[start PAGE EXTRACT]

Currently mul_var() uses the schoolbook multiplication algorithm,
which is O(n^2) in the number of NBASE digits. To improve performance
for large inputs, convert the inputs to base NBASE^2 before
multiplying, which effectively halves the number of digits in each
input, theoretically speeding up the computation by a factor of 4. In
practice, the actual speedup for large inputs varies between around 3
and 6 times, depending on the system and compiler used. In turn, this
significantly reduces the runtime of the numeric_big regression test.

For this to work, 64-bit integers are required for the products of
base-NBASE^2 digits, so this works best on 64-bit machines, for which
it is faster whenever the shorter input has more than 4 or 5 NBASE
digits. On 32-bit machines, the additional overheads, especially
during carry propagation and the final conversion back to base-NBASE,
are significantly higher, and it is only faster when the shorter input
has more than around 30 NBASE digits. Therefore, only use this
approach above a platform-dependent threshold.

[end PAGE EXTRACT]
[start LISTED RECORDS]

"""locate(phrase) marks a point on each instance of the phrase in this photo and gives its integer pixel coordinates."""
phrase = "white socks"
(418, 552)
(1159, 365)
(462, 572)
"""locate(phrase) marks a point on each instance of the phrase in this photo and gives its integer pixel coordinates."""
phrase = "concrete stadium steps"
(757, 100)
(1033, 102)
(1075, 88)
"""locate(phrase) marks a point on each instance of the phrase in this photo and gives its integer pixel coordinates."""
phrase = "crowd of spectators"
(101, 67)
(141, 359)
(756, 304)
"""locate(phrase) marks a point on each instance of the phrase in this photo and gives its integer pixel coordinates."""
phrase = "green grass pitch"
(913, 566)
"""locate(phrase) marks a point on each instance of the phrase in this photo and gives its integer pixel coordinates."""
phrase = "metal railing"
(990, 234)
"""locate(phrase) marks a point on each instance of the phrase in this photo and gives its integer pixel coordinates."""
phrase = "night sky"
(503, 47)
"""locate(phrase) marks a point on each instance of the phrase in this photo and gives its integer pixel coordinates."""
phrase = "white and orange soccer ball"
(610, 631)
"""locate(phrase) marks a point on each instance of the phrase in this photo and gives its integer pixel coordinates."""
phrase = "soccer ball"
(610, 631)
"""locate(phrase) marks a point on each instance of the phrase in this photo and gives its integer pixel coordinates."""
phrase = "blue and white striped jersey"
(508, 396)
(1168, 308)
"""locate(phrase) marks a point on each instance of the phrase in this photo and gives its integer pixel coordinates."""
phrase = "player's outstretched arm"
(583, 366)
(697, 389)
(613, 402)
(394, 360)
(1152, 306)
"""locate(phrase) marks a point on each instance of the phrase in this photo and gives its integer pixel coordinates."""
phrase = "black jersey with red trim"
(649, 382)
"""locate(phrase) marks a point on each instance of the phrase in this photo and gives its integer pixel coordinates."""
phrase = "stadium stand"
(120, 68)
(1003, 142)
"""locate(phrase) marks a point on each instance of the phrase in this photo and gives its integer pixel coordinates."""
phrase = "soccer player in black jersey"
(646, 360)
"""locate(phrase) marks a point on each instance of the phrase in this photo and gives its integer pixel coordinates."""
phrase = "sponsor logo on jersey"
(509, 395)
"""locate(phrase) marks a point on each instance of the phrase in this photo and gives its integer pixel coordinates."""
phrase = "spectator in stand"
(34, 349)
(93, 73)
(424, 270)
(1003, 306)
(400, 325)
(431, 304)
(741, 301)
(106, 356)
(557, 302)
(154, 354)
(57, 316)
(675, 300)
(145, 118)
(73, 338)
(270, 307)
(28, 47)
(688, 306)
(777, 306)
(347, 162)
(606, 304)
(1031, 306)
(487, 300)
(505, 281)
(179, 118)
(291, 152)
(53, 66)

[end LISTED RECORDS]

» YOUR TASKS
• a. Rewrite the paragraph of the mul_var() text that begins "For this to work" as a short bulleted list, keeping its main facts.
• b. Please pick up the mul_var() text after its final sentence and carry it on.

» OUTPUTS
• a.
- Products of base-NBASE^2 digits need 64-bit integers, so the method suits 64-bit machines best.
- On 64-bit machines, it is faster whenever the shorter input has more than 4 or 5 NBASE digits.
- On 32-bit machines, overheads are significantly higher, especially in carry propagation and the final conversion back to base-NBASE.
- There, it is only faster when the shorter input has more than around 30 NBASE digits.
- The approach should therefore be used only above a platform-dependent threshold.

• b.
For inputs below the threshold, the original base-NBASE algorithm is
used, except that it can be simplified because the threshold is low
enough that intermediate carry-propagation passes are not required.
Above the threshold, the available headroom in 64-bit integers is much
larger than for 32-bit integers, so the frequency of carry-propagation
passes is greatly reduced. In addition, unsigned integers are used
throughout, further increasing the headroom.
---
 src/backend/utils/adt/numeric.c | 512 +++++++++++++++++++++++++-------
 1 file changed, 401 insertions(+), 111 deletions(-)

diff --git a/src/backend/utils/adt/numeric.c b/src/backend/utils/adt/numeric.c
index 9b9b88662a..c463901428 100644
--- a/src/backend/utils/adt/numeric.c
+++ b/src/backend/utils/adt/numeric.c
@@ -101,6 +101,29 @@ typedef signed char NumericDigit;
 typedef int16 NumericDigit;
 #endif
 
+/*
+ * Above a certain size threshold, it is faster to multiply numbers by
+ * converting them to base NBASE^2, and use 64-bit integer arithmetic. This
+ * threshold is determined empirically, and is necessarily higher on 32-bit
+ * machines, which are less efficient at performing 64-bit arithmetic.
+ *
+ * To simplify the computation below this threshold, it intentially kept below
+ * the point at which intermediate carry-propagation passes may be necessary.
+ * Therefore, as explained in mul_var(), it must be no larger than
+ * (PG_UINT32_MAX - PG_UINT32_MAX / NBASE) / (NBASE - 1)^2, which is 42 when
+ * NBASE is 10000.
+ */
+#define MUL_64BIT_THRESHOLD_MAX \
+	((PG_UINT32_MAX - PG_UINT32_MAX / NBASE) / (NBASE - 1) / (NBASE - 1))
+
+#if SIZEOF_DATUM < 8
+#define MUL_64BIT_THRESHOLD 30
+#else
+#define MUL_64BIT_THRESHOLD 4
+#endif
+
+#define NBASE_SQR	(NBASE * NBASE)
+
 /*
  * The Numeric type as stored on disk.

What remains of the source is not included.